======== Records for processing
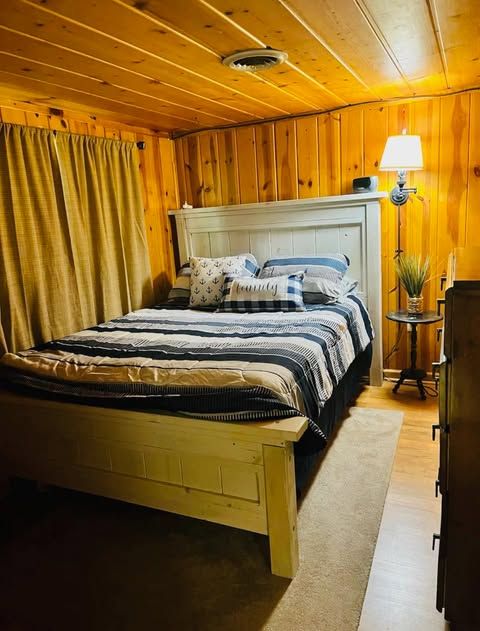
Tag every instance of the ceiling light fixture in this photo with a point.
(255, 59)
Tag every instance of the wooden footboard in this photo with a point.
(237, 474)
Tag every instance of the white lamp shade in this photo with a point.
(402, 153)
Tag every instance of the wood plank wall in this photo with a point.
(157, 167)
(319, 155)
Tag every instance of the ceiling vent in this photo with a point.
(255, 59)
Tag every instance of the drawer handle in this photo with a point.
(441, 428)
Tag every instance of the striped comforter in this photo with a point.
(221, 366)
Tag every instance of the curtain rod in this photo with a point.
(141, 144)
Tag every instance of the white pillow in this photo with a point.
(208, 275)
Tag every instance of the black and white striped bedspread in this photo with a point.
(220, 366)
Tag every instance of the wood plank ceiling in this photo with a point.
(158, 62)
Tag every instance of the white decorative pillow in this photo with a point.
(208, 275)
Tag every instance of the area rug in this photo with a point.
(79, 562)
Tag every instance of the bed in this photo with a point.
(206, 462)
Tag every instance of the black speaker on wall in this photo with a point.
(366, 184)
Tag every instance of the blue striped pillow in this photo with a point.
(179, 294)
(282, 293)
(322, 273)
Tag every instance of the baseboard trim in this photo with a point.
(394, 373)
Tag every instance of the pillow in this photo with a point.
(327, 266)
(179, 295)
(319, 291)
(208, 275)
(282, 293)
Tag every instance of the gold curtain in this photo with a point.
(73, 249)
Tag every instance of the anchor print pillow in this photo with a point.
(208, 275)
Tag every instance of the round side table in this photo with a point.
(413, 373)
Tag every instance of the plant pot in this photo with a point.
================
Challenge. Copy every row above word for word, including each line of text and every point, but leave out the pictures.

Exercise result.
Tag every instance of the ceiling light fixture in this photo with a point.
(255, 59)
Tag every instance of the wooden footboard in this photo with a point.
(237, 474)
Tag every instance of the white lamp shade in this photo with a point.
(402, 153)
Tag every instance of the wood plank wall in this photo with a point.
(157, 167)
(319, 155)
Tag every instance of the ceiling vent in this photo with a point.
(255, 59)
Tag every instance of the drawer handle in this photo with a point.
(441, 428)
Tag every instance of the striped comforter in this photo with a point.
(221, 366)
Tag every instance of the curtain rod in this photo with a point.
(141, 144)
Tag every instance of the white pillow in this photo with a point.
(208, 275)
Tag every instance of the black and white striped bedspread in this photo with a point.
(220, 366)
Tag every instance of the wood plank ceiling in this photo with a point.
(158, 62)
Tag every instance of the white decorative pillow in this photo with a point.
(208, 275)
Tag every instance of the area rug in this photo with a point.
(79, 562)
Tag every instance of the bed in this photo with a point.
(206, 462)
Tag every instance of the black speaker on wall in this photo with a point.
(366, 184)
Tag every instance of the blue striped pillow in this photo with a point.
(179, 294)
(282, 293)
(322, 273)
Tag every instance of the baseboard trim in this photo with a point.
(394, 373)
Tag every instance of the pillow in this photo with a point.
(327, 266)
(179, 295)
(319, 291)
(208, 275)
(282, 293)
Tag every instance of the gold curtain in this photo with a point.
(73, 249)
Tag every instance of the anchor print pillow in this photo with a point.
(208, 275)
Tag every instance of the round side table in this photo with a point.
(413, 373)
Tag every instance of the plant pot in this photo with a point.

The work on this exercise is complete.